Source records:
────────────────────

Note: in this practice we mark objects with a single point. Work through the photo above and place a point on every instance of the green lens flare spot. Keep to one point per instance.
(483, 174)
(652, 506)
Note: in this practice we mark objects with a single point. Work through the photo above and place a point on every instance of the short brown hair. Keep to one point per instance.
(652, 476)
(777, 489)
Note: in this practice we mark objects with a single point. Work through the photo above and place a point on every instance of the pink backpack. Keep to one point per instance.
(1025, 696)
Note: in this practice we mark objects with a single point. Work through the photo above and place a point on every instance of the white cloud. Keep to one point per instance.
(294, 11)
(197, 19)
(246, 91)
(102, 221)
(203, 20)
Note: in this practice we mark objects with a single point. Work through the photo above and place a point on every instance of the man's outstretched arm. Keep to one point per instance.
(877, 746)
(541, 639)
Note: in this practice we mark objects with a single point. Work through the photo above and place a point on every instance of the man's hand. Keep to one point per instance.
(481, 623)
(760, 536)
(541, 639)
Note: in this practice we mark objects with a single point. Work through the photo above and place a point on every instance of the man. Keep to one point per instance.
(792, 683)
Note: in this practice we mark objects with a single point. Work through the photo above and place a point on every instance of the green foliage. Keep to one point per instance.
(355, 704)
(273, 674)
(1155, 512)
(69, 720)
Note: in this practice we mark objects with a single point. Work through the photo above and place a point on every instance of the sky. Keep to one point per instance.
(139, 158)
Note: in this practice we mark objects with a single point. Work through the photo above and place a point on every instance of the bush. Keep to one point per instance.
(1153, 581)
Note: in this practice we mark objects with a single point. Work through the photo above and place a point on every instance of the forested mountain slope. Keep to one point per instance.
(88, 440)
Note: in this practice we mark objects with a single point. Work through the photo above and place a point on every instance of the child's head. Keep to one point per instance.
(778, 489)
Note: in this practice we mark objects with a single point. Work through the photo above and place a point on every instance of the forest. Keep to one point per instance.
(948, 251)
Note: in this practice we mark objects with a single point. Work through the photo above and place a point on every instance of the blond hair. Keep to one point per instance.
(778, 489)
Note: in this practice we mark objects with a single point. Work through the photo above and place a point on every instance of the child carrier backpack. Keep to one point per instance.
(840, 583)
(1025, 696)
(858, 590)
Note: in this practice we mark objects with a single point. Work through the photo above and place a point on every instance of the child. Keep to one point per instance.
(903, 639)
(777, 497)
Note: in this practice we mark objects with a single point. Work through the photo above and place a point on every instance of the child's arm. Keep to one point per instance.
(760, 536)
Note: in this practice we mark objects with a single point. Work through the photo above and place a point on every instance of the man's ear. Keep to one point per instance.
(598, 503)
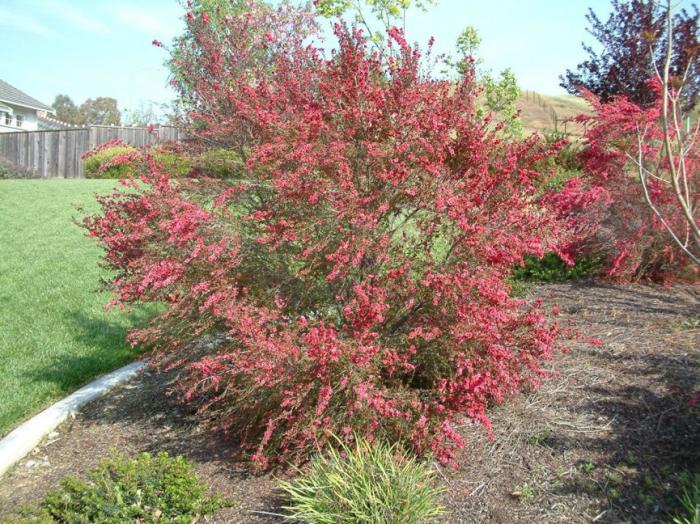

────────────────────

PROBLEM TO SOLVE: An exact copy of every record above is required, with all pictures omitted.

EXERCISE ANSWER:
Note: in this practice we mark objects with a single point. Work through the photo above and place a point on every instance of the green lens flare spot. Keep to one point per instance.
(483, 174)
(652, 506)
Note: in this practice we mark objects with a single point. Work through the photo above and place a point on every instance of the short brown hair. Keep to one point per instance.
(652, 476)
(777, 489)
Note: in this practice we mark objects with a single point. Work through the photo above and place a point on every instance of the pink backpack. Keep to one point per instance.
(1025, 696)
Note: in this practice we mark objects with a single point. Work through the photo above and place a point on every instance of the white cloud. Keep to one point per instance.
(294, 11)
(197, 19)
(246, 91)
(102, 221)
(203, 20)
Note: in this practice we mark objects with a single point. Work through the photo above and place a point on every instance of the man's outstretched arm. Keep to one point per instance.
(877, 746)
(541, 639)
Note: in this practice we mark objects with a single point. Work through the photo above and place a point on every instance of the man's hand. Keep to one point per instance.
(481, 623)
(760, 536)
(541, 639)
Note: in this practice we mark objects with a single point. Work through the photo above and place a point on every instance of the man. Keep to one point per instance.
(792, 683)
Note: in this practice we mark objects with a single point. Work through the photo above and place a point on every instance of the green foliage. Keep to one point per instance.
(355, 704)
(273, 674)
(1155, 512)
(69, 720)
Note: in this practice we mark objects with a single point. Work through the photo above and place a point on every instance of the sky. Keep to one point per instance.
(139, 158)
Note: in this practice we mark objects with a single point. Work through the photo above and place a point on every instance of the bush. Keep to one point per instance.
(1153, 581)
Note: in this practice we mark objects with a single point. Work through the photo above and place a point on every instance of the forested mountain slope. Keep to one point per instance.
(88, 440)
Note: in this practice we mark objects with a single point. Work through the photo above and place a point on every instance of the child's head. Keep to one point per instance.
(778, 489)
Note: in this practice we mark objects with a single point. Work through the photo above and place a point on every instance of the forest. Keep to one point per instance.
(948, 251)
Note: in this practice we mark objects with a single point. Work through the photo above and place a point on every instance of the blond hair. Keep to one point per instance.
(778, 489)
Note: in this practice we mark objects with a single point. Work through the photo above and place a point on every instance of the child carrier backpack. Keep to one point per instance.
(840, 583)
(1025, 696)
(858, 590)
Note: in this practice we mark objects with a single point. Work through the photo above and place a point on every instance of the child. Keep to one point per instance.
(903, 639)
(777, 497)
Note: in this practice we mark objects with a single point. Work through the photo above and place a point on every instance of the child's arm. Keep to one point per instance.
(760, 536)
Note: in this practice we mark objects with a single point. Work through the photo above and place a point on every instance of the man's ear. Keep to one point per instance.
(598, 503)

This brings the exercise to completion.